◆ What is needed ◆
Reproduce the passage on Francis and migration word for word, between "During a September" and "a positive way.", inclusive.

◆ Text under study ◆

────────────────────

In July 2014, when scores of thousands of Central American minors were migrating illegally into the southern United States, Francis decried the situation as a “humanitarian emergency” which required, “as a first urgent measure,” that “these children be welcomed and protected”—at American taxpayer expense. Moreover, he characterized America’s treatment of illegal immigrants generally as “racist and xenophobic.”
In January 2015, Francis told reporters that, as “a beautiful gesture of brotherhood and support for immigrants,” he hoped to someday ceremoniously “enter the United States from the border with Mexico.”
During a September 2015 visit to the United States, Francis referred to illegal aliens as “pilgrims,” and to “offer them the warmth of the love of Christ” because they “will enrich America and its Church.”
On January 17, 2016, Francis delivered a message for The World Day of Migrants and Refugees. He emphasized how important it was for Western nations to shed their own impulses toward “discrimination, racism, extreme nationalism or xenophobia,” and to welcome migrants and refugees from Islamic countries in the Middle East and North Africa. The cultural exchanges brought about by such migrations, he explained, had the potential to “transfor[m] the whole of humanity” in a positive way.
In February 2016, Francis visited Mexico and lamented the “humanitarian crisis” on America’s southern border. Just prior to celebrating a Mass before a crowd of some 200,000 people along the banks of the Rio Grande, the pontiff faced a number of makeshift crosses that had been erected in memory of migrants who had died attempting to cross into the United States, and he prayed for those people. He then turned toward a group of several hundred illegal aliens standing across the river in El Paso, Texas, and issued his blessing to them. Later, when the pope was returning to Rome, reporters asked him to comment on then-presidential candidate Donald Trump, who had spoken forcefully about the need to deport illegals and to build a wall between the United States and Mexico. Francis replied: “A person who thinks only about building walls, wherever they may be, and not building bridges, is not Christian. This is not in the gospel.”
During his _Urbi et Orbi_ address from St. Peter’s Basilica on Easter Sunday 2016, Francis urged Christians to reach out to the unvettable refugees from Syria, Libya, and Yemen, and to fight the “blind and brutal violence” of terrorism with “weapons of love.”

────────────────────

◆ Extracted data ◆
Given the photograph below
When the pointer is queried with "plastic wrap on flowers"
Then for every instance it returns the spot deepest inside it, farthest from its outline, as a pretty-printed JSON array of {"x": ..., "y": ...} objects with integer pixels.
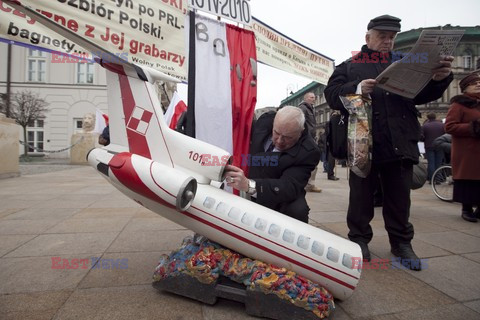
[
  {"x": 206, "y": 261},
  {"x": 359, "y": 133}
]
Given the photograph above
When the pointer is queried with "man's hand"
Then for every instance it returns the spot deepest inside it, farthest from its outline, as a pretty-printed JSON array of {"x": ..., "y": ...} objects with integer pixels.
[
  {"x": 235, "y": 178},
  {"x": 444, "y": 69},
  {"x": 367, "y": 86}
]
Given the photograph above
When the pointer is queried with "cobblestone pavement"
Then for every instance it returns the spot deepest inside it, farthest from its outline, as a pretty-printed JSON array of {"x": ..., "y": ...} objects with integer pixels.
[{"x": 48, "y": 165}]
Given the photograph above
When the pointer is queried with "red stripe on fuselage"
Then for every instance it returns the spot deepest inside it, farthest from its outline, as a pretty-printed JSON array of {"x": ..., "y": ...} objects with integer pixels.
[
  {"x": 266, "y": 249},
  {"x": 127, "y": 175},
  {"x": 137, "y": 143},
  {"x": 159, "y": 126}
]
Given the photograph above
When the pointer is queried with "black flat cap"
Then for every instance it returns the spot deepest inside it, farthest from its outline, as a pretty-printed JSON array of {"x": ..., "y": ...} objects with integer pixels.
[{"x": 385, "y": 23}]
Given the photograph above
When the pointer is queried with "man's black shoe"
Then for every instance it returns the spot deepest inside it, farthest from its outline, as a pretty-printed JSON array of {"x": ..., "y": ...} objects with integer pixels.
[
  {"x": 477, "y": 212},
  {"x": 365, "y": 251},
  {"x": 407, "y": 256},
  {"x": 469, "y": 216}
]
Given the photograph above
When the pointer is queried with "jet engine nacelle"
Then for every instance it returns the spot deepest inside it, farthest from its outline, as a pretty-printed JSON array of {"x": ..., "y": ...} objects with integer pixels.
[{"x": 159, "y": 182}]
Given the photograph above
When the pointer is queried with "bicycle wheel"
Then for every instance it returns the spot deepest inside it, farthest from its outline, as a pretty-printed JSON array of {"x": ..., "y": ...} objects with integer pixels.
[{"x": 442, "y": 183}]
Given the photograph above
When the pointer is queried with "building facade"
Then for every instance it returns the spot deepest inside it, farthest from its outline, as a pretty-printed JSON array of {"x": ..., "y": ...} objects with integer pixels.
[{"x": 70, "y": 88}]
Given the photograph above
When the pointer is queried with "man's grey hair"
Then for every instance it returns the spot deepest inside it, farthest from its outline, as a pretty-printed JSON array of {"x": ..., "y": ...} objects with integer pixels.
[{"x": 294, "y": 114}]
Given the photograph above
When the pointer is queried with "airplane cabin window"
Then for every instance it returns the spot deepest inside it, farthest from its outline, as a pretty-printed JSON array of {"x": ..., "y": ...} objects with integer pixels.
[
  {"x": 261, "y": 224},
  {"x": 318, "y": 248},
  {"x": 288, "y": 236},
  {"x": 222, "y": 208},
  {"x": 209, "y": 202},
  {"x": 347, "y": 261},
  {"x": 274, "y": 230},
  {"x": 247, "y": 218},
  {"x": 333, "y": 254},
  {"x": 234, "y": 213},
  {"x": 303, "y": 242}
]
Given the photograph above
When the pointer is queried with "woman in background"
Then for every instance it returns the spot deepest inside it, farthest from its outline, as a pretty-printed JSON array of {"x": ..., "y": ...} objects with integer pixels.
[{"x": 463, "y": 123}]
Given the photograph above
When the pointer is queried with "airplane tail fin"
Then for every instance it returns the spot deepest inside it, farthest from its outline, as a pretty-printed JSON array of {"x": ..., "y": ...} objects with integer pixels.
[{"x": 136, "y": 120}]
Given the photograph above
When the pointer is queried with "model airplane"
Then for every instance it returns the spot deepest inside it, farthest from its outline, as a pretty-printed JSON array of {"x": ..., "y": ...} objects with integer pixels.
[{"x": 163, "y": 171}]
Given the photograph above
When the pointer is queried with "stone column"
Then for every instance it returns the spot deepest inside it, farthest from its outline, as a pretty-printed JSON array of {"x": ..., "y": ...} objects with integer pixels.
[
  {"x": 9, "y": 146},
  {"x": 83, "y": 143}
]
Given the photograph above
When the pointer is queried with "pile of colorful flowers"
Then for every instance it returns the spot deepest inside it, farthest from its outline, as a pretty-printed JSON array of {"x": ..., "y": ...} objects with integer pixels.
[{"x": 206, "y": 261}]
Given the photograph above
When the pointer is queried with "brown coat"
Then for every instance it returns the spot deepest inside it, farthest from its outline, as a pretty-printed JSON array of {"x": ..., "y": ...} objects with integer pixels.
[{"x": 463, "y": 124}]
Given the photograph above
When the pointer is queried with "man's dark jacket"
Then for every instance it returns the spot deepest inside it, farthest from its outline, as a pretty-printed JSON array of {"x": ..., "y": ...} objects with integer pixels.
[
  {"x": 310, "y": 121},
  {"x": 284, "y": 179},
  {"x": 395, "y": 126}
]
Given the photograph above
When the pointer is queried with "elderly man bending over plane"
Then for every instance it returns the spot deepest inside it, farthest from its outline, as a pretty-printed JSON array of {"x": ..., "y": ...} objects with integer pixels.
[{"x": 279, "y": 183}]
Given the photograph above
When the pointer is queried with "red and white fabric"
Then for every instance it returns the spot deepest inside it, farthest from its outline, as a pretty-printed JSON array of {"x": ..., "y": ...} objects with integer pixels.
[
  {"x": 174, "y": 111},
  {"x": 225, "y": 87}
]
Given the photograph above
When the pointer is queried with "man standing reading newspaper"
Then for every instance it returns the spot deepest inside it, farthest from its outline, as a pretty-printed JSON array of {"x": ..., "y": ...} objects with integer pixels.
[{"x": 395, "y": 131}]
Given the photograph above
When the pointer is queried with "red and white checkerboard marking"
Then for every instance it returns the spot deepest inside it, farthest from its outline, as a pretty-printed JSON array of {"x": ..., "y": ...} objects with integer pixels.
[{"x": 140, "y": 120}]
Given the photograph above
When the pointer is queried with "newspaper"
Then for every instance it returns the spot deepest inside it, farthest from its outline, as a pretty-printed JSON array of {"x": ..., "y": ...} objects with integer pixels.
[{"x": 408, "y": 76}]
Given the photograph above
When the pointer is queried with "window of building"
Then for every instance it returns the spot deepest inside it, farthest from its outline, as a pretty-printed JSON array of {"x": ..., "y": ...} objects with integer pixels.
[
  {"x": 35, "y": 136},
  {"x": 467, "y": 62},
  {"x": 77, "y": 124},
  {"x": 36, "y": 65},
  {"x": 85, "y": 72}
]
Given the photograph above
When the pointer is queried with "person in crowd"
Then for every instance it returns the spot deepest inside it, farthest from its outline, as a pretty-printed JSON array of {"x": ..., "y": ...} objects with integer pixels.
[
  {"x": 395, "y": 132},
  {"x": 292, "y": 154},
  {"x": 444, "y": 144},
  {"x": 463, "y": 123},
  {"x": 431, "y": 130},
  {"x": 307, "y": 106},
  {"x": 104, "y": 138},
  {"x": 329, "y": 164}
]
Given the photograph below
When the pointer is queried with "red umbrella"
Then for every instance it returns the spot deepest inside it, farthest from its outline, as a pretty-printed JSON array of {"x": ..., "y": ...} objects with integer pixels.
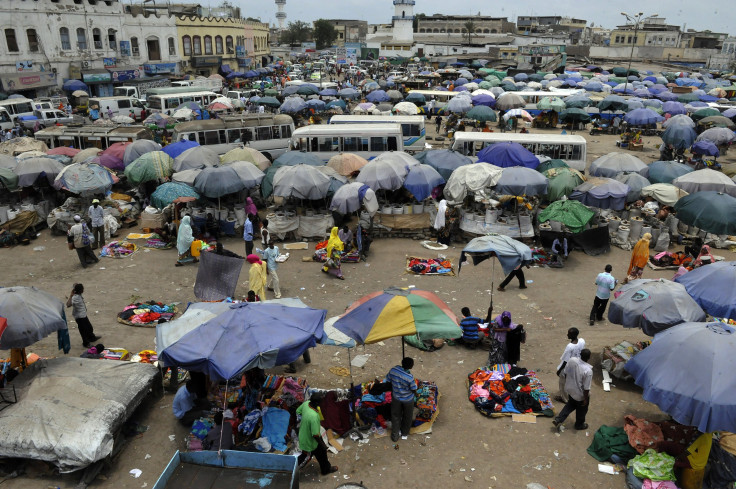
[
  {"x": 63, "y": 150},
  {"x": 117, "y": 149}
]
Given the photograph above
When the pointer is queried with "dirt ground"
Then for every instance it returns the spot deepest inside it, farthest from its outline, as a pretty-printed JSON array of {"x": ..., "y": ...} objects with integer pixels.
[{"x": 465, "y": 449}]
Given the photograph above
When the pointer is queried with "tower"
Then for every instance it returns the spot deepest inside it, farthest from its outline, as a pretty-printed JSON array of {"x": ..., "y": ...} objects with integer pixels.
[
  {"x": 403, "y": 20},
  {"x": 281, "y": 15}
]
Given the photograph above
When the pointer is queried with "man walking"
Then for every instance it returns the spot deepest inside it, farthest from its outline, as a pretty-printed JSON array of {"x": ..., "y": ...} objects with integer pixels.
[
  {"x": 98, "y": 223},
  {"x": 606, "y": 283},
  {"x": 403, "y": 388},
  {"x": 572, "y": 350},
  {"x": 579, "y": 374}
]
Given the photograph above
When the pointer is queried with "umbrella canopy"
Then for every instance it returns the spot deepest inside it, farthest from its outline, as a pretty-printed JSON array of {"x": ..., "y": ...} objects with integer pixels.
[
  {"x": 571, "y": 213},
  {"x": 85, "y": 179},
  {"x": 351, "y": 196},
  {"x": 138, "y": 148},
  {"x": 706, "y": 179},
  {"x": 153, "y": 165},
  {"x": 604, "y": 193},
  {"x": 696, "y": 385},
  {"x": 398, "y": 312},
  {"x": 653, "y": 306},
  {"x": 713, "y": 287},
  {"x": 614, "y": 163},
  {"x": 518, "y": 180},
  {"x": 31, "y": 314},
  {"x": 508, "y": 154},
  {"x": 168, "y": 192},
  {"x": 421, "y": 180},
  {"x": 246, "y": 336},
  {"x": 713, "y": 212},
  {"x": 300, "y": 182},
  {"x": 196, "y": 157}
]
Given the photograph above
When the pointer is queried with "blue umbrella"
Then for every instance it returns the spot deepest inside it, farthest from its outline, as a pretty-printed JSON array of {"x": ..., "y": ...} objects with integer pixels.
[
  {"x": 508, "y": 154},
  {"x": 246, "y": 336},
  {"x": 688, "y": 372},
  {"x": 421, "y": 180},
  {"x": 714, "y": 288}
]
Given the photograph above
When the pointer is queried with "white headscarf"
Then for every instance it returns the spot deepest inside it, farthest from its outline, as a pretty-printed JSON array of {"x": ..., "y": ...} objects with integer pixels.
[{"x": 439, "y": 220}]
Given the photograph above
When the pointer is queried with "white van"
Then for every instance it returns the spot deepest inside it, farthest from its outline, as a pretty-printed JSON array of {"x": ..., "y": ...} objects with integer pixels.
[{"x": 118, "y": 105}]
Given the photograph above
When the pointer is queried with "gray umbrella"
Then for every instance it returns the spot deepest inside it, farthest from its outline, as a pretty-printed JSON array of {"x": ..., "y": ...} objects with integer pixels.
[
  {"x": 300, "y": 182},
  {"x": 197, "y": 157},
  {"x": 653, "y": 306},
  {"x": 32, "y": 315}
]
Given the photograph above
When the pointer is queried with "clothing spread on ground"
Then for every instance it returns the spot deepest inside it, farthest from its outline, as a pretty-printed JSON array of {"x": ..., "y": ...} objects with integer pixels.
[
  {"x": 503, "y": 389},
  {"x": 147, "y": 314}
]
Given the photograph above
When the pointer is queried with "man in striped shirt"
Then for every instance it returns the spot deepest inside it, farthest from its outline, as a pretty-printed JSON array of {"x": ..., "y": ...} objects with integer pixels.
[{"x": 403, "y": 388}]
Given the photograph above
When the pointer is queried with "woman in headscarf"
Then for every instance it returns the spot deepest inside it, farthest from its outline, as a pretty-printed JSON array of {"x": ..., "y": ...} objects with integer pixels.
[
  {"x": 639, "y": 258},
  {"x": 334, "y": 247},
  {"x": 184, "y": 240},
  {"x": 257, "y": 275}
]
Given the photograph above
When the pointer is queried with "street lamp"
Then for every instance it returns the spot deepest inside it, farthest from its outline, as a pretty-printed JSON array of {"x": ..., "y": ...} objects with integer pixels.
[{"x": 636, "y": 20}]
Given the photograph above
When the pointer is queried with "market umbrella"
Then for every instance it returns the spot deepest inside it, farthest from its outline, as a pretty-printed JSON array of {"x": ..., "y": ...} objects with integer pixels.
[
  {"x": 247, "y": 335},
  {"x": 476, "y": 178},
  {"x": 154, "y": 165},
  {"x": 507, "y": 154},
  {"x": 571, "y": 213},
  {"x": 664, "y": 193},
  {"x": 398, "y": 312},
  {"x": 713, "y": 212},
  {"x": 421, "y": 180},
  {"x": 612, "y": 164},
  {"x": 713, "y": 287},
  {"x": 706, "y": 179},
  {"x": 31, "y": 315},
  {"x": 347, "y": 163},
  {"x": 696, "y": 384},
  {"x": 85, "y": 179},
  {"x": 351, "y": 196},
  {"x": 138, "y": 148},
  {"x": 196, "y": 157},
  {"x": 300, "y": 182},
  {"x": 604, "y": 193},
  {"x": 168, "y": 192}
]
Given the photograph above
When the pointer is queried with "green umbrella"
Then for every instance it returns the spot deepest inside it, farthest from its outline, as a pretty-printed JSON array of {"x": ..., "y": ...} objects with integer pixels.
[
  {"x": 481, "y": 113},
  {"x": 571, "y": 213},
  {"x": 551, "y": 103}
]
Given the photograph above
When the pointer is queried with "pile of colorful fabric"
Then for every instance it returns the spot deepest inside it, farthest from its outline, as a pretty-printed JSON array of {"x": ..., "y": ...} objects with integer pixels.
[
  {"x": 147, "y": 314},
  {"x": 118, "y": 249},
  {"x": 502, "y": 390},
  {"x": 429, "y": 266}
]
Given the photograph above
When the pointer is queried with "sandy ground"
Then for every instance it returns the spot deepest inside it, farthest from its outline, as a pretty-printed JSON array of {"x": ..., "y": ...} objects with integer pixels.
[{"x": 465, "y": 448}]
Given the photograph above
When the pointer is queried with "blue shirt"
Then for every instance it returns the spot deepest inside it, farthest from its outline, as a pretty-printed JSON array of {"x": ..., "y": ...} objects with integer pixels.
[
  {"x": 248, "y": 230},
  {"x": 470, "y": 327},
  {"x": 606, "y": 283},
  {"x": 402, "y": 384},
  {"x": 183, "y": 402}
]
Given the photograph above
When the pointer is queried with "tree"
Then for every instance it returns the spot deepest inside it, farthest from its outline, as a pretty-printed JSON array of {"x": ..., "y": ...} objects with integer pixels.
[{"x": 324, "y": 33}]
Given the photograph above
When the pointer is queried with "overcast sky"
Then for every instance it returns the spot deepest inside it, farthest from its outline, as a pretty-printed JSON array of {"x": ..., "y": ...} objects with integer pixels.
[{"x": 714, "y": 15}]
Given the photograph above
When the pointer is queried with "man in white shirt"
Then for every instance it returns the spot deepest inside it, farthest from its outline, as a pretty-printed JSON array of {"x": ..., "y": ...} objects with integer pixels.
[
  {"x": 572, "y": 349},
  {"x": 579, "y": 375}
]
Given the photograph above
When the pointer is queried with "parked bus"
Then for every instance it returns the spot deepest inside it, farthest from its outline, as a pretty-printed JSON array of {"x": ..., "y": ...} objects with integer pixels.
[
  {"x": 90, "y": 136},
  {"x": 570, "y": 148},
  {"x": 169, "y": 102},
  {"x": 366, "y": 140},
  {"x": 412, "y": 127},
  {"x": 266, "y": 133}
]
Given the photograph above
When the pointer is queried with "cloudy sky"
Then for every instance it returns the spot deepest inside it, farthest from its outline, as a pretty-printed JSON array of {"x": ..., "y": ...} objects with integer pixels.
[{"x": 714, "y": 15}]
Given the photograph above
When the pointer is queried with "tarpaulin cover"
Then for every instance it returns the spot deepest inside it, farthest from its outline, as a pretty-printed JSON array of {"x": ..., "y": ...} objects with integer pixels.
[
  {"x": 69, "y": 408},
  {"x": 247, "y": 336},
  {"x": 510, "y": 253},
  {"x": 217, "y": 276}
]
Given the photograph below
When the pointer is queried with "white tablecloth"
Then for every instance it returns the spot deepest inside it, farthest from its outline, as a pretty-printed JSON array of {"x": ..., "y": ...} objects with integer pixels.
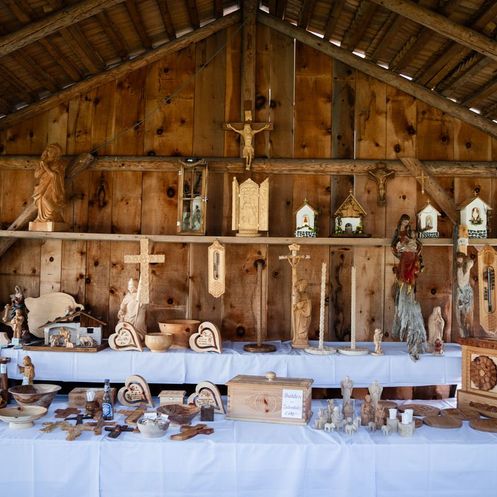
[
  {"x": 242, "y": 459},
  {"x": 395, "y": 368}
]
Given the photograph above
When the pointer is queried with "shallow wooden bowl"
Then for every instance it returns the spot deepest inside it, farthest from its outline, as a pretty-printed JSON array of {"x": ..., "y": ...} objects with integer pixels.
[
  {"x": 181, "y": 329},
  {"x": 22, "y": 416},
  {"x": 158, "y": 342},
  {"x": 39, "y": 394},
  {"x": 179, "y": 414}
]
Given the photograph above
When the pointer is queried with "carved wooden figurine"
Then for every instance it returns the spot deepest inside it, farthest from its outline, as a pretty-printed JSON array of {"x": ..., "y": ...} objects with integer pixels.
[
  {"x": 27, "y": 370},
  {"x": 247, "y": 133},
  {"x": 49, "y": 192},
  {"x": 408, "y": 321}
]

────────────────────

◆ Final answer ◆
During a September 2015 visit to the United States, Francis referred to illegal aliens as “pilgrims,” and to “offer them the warmth of the love of Christ” because they “will enrich America and its Church.”
On January 17, 2016, Francis delivered a message for The World Day of Migrants and Refugees. He emphasized how important it was for Western nations to shed their own impulses toward “discrimination, racism, extreme nationalism or xenophobia,” and to welcome migrants and refugees from Islamic countries in the Middle East and North Africa. The cultural exchanges brought about by such migrations, he explained, had the potential to “transfor[m] the whole of humanity” in a positive way.